§ Travail à réaliser
1. Indiquez si chacune de ces affirmations concorde avec l'article sur les châtiments corporels, en répondant par oui ou par non et en citant les mots décisifs de l'article : (a) Le Petit Parisien consacre sa une à la question en 1885. (b) Jean Frollo estime que toute forme de punition doit disparaître de l'école. (c) L'éditorial de La Petite Gironde cité date du 4 mars 1880.
2. Relevez toutes les pratiques que les « hommes noirs » tiennent encore pour les meilleurs moyens d'enseignement, d'après la citation de Jean Frollo dans l'article sur les châtiments corporels.
3. Prolongez, s'il vous plaît, l'article sur les châtiments corporels à partir de sa dernière phrase.

Écho de presse

La douloureuse question des châtiments corporels

le 18/09/2021 par Pierre Ancery
le 14/09/2021 par Pierre Ancery - modifié le 18/09/2021

À la fin du XIXe siècle, alors que les lois Ferry ont rendu l'école gratuite et obligatoire pour tous, la question des punitions corporelles suscite de nombreux débats dans la presse.

La question des châtiments physiques à l'école est brûlante tout au long des années 1880, alors que les lois Ferry viennent de la rendre laïque, gratuite et obligatoire (lois de 1881 et 1882). Les coups et les punitions corporelles sont-ils un moyen éducatif viable ? La presse s'interroge et prend parti. Le 4 mars 1880, l'éditorialiste de La Petite Gironde déclare par exemple que « les punitions corporelles doivent être absolument bannies de nos écoles. Tout les condamne : aussi bien les prescriptions universitaires que nos mœurs, que la sagesse et que la raison ». Et de citer l'inspecteur d'Académie de la Charente, M. Aulard, farouche adversaire des punitions physiques :

« Les châtiments donnent à l’enfant une aversion incurable pour des choses qu’on doit tâcher de lui faire aimer. Ils ne changent point l’humeur et ne réforment point le naturel, mais le répriment seulement pour un temps et ne servent qu’à faire éclater les passions avec plus de violence quand elles sont en liberté. »

En 1885, Le Petit Parisien consacre sa une à la question, sous la plume très anticléricale de Jean Frollo. Les coups sont à proscrire, d'après lui :

« À la manière dont on traite les enfants, ne façonne-t-on pas la destinée des hommes ? Il faut en finir résolument avec toutes les vieilles coutumes surannées qui ont trop longtemps prévalu dans les écoles primaires ; il faut les laisser aux « hommes noirs » qui trouvent encore que les verges, pain sec, le bonnet d'âne — toutes ces cruautés ou toutes ces bêtises — sont les meilleurs moyens d'enseignement. »

Mais le châtiment non physique reste indispensable. Ses limites doivent être méditées et définies avec précision. «Il y a, pour un instituteur soucieux de ses devoirs, écrit Frollo, un "art de punir" ».

« Punir est plus difficile que récompenser [...]. Est bonne toute punition qui a pour effet d'améliorer l'enfant, est mauvaise toute punition qui produit un effet contraire ou qui ne produit pas d'effet. Il suit de là que l'éducateur ne doit pas se borner à infliger la punition, même choisie avec réflexion, mais en suivre attentivement les effets, en observer les conséquences. »

Éléments conservés d'une collection

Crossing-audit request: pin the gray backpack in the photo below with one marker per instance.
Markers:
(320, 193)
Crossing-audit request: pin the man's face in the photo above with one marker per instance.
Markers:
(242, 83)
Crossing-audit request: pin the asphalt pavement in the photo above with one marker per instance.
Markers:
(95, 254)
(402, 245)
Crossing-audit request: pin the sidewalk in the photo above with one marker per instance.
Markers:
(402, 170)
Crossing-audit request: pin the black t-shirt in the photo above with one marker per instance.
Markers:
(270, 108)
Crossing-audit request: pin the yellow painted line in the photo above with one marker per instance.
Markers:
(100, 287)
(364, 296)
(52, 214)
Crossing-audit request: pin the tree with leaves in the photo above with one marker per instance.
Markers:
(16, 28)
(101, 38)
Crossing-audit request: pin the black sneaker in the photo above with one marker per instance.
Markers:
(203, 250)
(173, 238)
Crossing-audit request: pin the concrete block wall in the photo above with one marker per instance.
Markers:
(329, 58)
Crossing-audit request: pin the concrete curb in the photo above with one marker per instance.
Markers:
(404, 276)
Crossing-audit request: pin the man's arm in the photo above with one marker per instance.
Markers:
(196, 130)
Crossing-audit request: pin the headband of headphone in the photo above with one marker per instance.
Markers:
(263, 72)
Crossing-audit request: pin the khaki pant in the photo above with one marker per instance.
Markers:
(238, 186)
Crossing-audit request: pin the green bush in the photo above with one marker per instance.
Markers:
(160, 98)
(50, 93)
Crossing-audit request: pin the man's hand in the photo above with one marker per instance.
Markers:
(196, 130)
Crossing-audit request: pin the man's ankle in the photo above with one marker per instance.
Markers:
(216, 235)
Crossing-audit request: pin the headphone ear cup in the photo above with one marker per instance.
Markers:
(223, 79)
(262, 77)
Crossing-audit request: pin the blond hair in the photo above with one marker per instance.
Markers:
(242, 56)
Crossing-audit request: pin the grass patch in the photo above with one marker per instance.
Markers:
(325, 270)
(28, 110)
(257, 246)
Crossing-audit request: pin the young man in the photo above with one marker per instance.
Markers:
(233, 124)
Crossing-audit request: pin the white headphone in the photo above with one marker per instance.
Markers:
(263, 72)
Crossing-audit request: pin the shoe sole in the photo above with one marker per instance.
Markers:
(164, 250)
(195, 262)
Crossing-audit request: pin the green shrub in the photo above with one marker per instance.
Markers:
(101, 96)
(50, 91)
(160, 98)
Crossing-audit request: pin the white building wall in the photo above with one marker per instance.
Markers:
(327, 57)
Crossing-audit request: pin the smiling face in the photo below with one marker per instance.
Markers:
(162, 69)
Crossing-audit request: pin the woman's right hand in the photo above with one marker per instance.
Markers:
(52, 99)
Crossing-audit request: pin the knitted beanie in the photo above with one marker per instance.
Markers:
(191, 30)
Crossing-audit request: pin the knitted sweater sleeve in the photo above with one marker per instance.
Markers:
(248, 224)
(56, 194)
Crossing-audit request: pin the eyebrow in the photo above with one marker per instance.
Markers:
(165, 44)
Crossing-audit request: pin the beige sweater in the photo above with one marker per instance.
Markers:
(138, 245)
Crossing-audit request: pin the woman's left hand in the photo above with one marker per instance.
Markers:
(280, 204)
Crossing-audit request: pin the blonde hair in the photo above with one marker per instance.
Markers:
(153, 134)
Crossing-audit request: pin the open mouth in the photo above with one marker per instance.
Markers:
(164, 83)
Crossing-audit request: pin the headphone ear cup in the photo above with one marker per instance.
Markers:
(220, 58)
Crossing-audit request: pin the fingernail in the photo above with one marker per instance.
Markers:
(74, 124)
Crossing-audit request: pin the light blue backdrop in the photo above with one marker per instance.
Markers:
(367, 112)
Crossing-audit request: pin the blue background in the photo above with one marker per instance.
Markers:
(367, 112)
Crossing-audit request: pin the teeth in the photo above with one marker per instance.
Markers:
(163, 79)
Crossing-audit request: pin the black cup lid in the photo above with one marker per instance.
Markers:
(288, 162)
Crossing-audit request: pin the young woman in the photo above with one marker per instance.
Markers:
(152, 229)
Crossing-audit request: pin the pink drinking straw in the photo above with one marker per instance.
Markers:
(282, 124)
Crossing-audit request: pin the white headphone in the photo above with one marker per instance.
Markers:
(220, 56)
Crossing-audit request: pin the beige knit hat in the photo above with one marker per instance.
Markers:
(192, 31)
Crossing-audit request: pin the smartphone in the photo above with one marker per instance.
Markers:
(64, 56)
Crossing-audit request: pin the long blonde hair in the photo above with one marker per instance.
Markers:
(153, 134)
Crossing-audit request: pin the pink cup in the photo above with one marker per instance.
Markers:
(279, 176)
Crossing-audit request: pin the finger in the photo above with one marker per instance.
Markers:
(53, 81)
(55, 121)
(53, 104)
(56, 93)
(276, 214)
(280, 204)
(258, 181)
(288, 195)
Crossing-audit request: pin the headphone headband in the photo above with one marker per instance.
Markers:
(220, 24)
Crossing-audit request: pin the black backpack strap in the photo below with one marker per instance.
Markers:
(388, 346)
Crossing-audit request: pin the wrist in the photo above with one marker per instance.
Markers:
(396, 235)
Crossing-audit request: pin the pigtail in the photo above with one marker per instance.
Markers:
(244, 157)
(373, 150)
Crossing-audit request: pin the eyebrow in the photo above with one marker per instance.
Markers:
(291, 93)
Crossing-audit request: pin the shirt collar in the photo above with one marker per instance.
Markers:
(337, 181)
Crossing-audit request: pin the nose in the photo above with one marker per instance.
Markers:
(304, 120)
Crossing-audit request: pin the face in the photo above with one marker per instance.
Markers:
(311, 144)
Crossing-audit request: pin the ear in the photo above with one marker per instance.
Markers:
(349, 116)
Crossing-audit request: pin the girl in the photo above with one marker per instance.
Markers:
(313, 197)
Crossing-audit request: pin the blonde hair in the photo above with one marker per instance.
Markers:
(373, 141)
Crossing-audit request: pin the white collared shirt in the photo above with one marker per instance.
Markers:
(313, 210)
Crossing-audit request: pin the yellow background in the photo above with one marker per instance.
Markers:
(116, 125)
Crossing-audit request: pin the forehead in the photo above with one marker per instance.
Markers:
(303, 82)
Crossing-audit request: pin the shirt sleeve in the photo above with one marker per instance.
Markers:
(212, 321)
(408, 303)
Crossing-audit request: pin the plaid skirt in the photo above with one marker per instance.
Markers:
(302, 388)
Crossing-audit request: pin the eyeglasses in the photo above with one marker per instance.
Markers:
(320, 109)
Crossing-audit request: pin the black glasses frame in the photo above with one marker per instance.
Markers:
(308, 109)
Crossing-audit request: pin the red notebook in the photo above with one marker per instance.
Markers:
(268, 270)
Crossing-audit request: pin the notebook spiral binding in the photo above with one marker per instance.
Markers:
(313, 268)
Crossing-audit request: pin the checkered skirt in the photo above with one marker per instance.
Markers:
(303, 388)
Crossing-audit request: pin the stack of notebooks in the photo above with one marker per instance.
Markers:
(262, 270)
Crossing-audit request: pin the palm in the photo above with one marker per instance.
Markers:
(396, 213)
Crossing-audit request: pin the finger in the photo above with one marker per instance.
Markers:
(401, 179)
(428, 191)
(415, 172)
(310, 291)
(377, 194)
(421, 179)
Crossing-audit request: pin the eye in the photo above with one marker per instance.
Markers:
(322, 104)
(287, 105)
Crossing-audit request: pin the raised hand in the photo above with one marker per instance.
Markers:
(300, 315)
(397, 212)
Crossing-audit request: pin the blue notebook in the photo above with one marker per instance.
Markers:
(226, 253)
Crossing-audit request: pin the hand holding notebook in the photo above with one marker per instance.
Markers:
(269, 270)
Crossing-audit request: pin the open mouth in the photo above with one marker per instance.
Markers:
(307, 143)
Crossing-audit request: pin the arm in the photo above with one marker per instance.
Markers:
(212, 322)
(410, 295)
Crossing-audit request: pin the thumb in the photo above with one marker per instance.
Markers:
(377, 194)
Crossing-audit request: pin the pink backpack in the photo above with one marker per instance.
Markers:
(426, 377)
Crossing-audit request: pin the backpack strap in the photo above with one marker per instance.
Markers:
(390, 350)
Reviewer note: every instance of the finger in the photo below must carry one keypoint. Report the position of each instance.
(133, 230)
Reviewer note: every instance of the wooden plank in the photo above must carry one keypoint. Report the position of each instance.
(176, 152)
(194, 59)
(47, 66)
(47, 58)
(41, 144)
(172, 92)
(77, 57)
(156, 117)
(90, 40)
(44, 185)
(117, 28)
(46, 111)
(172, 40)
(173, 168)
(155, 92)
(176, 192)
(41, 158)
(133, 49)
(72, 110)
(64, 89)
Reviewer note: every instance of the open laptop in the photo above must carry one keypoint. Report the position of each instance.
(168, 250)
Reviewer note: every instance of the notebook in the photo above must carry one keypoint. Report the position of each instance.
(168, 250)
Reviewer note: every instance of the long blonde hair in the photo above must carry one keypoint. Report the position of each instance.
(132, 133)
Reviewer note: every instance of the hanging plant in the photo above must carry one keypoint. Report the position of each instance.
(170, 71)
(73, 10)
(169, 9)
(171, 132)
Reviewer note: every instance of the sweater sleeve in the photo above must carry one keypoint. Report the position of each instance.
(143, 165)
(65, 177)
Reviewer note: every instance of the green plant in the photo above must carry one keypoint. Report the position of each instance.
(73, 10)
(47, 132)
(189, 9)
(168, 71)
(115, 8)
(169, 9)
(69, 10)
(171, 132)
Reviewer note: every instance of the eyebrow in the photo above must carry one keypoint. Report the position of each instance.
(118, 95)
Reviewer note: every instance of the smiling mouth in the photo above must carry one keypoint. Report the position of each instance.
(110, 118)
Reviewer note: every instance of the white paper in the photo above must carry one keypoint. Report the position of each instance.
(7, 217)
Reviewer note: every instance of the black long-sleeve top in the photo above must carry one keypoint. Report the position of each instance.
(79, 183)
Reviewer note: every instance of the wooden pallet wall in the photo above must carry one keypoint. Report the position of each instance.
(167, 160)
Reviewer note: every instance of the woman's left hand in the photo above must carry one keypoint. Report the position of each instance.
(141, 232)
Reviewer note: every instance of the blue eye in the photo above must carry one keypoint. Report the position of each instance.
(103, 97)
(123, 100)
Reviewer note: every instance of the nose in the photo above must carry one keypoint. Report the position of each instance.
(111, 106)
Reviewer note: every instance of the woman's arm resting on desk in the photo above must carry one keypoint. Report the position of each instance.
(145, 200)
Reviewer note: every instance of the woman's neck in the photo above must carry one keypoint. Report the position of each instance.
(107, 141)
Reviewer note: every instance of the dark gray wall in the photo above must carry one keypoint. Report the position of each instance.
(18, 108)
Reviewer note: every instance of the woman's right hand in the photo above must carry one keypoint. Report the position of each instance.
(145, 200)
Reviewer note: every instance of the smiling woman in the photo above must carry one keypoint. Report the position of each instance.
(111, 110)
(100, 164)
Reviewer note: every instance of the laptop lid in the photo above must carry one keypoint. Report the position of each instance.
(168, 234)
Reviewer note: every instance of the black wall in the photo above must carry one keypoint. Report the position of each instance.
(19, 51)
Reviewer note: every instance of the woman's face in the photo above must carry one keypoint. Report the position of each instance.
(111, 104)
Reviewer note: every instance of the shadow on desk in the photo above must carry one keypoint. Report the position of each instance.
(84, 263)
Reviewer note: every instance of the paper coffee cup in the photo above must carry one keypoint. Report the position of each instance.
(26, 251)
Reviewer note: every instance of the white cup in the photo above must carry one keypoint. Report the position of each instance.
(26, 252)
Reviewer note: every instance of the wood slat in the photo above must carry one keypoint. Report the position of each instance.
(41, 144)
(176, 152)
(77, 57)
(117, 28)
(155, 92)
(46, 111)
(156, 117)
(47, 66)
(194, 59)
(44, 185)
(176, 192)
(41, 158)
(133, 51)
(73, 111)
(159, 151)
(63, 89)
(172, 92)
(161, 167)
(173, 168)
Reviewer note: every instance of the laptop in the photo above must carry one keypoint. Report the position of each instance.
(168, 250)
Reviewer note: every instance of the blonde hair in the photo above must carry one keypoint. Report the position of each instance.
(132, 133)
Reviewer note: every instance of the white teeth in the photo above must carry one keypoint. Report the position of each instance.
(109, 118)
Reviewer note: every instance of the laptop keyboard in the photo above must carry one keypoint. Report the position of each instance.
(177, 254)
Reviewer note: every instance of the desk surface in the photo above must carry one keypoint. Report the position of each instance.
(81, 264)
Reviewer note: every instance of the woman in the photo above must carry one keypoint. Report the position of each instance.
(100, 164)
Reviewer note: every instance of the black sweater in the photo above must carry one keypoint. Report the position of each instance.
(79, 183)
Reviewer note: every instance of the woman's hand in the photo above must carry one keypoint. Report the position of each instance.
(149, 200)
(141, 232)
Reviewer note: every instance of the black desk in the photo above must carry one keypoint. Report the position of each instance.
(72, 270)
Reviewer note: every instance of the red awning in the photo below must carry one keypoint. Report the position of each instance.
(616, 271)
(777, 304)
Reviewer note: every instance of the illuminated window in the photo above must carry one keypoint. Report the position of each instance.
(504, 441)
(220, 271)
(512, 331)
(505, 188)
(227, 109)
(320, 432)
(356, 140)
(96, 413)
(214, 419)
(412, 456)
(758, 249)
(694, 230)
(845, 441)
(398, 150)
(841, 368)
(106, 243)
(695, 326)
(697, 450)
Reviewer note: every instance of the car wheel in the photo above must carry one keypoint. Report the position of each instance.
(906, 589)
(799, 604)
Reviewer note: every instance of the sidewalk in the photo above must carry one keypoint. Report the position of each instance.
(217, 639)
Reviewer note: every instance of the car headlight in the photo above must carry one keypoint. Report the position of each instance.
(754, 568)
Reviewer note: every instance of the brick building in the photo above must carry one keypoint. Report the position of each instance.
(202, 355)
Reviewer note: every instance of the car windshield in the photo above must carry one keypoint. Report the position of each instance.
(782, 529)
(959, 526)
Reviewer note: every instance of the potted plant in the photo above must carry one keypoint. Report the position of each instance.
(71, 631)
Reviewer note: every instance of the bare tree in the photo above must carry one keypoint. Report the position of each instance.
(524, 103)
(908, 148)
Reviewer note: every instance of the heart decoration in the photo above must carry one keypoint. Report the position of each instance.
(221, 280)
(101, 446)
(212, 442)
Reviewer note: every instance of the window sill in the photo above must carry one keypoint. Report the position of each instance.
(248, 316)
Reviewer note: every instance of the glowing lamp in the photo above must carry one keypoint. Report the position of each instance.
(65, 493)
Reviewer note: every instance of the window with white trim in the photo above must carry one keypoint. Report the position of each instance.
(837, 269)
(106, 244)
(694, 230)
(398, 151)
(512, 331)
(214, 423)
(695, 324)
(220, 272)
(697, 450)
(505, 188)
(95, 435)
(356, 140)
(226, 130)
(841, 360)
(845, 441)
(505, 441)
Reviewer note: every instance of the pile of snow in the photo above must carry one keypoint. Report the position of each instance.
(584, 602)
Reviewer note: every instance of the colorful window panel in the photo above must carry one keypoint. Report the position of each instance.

§ Résultats
1.
(a) Oui : « En 1885, Le Petit Parisien consacre sa une à la question »
(b) Non : « Mais le châtiment non physique reste indispensable. »
(c) Oui : « Le 4 mars 1880, l'éditorialiste de La Petite Gironde déclare »

2.
- les verges
- pain sec
- le bonnet d'âne

3.
La question renvoie à une problématique plus large : qu'est-ce qu'une bonne éducation pour un jeune Français de la fin du XIXe siècle ? Si les journaux républicains s'opposent généralement avec fermeté aux punitions physiques, les publications conservatrices jugent que les nouvelles tendances en la matière font plus de mal que de bien. Ainsi de ce chroniqueur de La Croix qui se plaint en 1889 de ce que "l'impertinence soit à la mode" parmi la jeunesse. Si celle-ci ne respecte plus ses aînés, c'est la faute aux mœurs de l'époque, trop laxistes :

« Que voulez-vous : dans la jeunesse, jamais de correction, toujours des encouragements à jouir de la vie. « Profite, mon enfant, profite, disait une bonne femme à son enfant, tu auras le temps de souffrir plus tard. » Ce fils, à force de profiter, à fini par être condamné pour vol. Aimer de cette manière, c’est haïr. Aimer les défauts et les nourrir, c’est aimer la maladie du malade ; ce qui revient à haïr le malade, et cela s’appelle amour et tendresse ! »

Pour y remédier, le journaliste propose de revenir aux vieilles méthodes :

« Le fouet était cependant, pour des petits drôles incorrigibles, le moyen le plus sûr et le plus expéditif. Les parents, malgré le procureur de la république, en usent encore quand ils ont le sens commun […]. Pour ma part, je préfère la chiquenaude ou la férule. Tous les grands hommes d’autrefois avaient reçu le fouet, et c’est peut-être par ce motif qu’ils sont devenus grands hommes. Napoléon et son armée n’avaient pas été élevés autrement ; je ne sache pas que, depuis le réveil de la dignité humaine sur cet article, nos victoires soient plus éclatantes, nos hommes d’État plus intègres, et la société plus morale. »

En 1887, un décret de Jules Ferry interdira les châtiments corporels dans les écoles. Mais dans la pratique, il faudra attendre l'après-mai 68 pour que leur disparition devienne une réalité dans toutes les écoles françaises.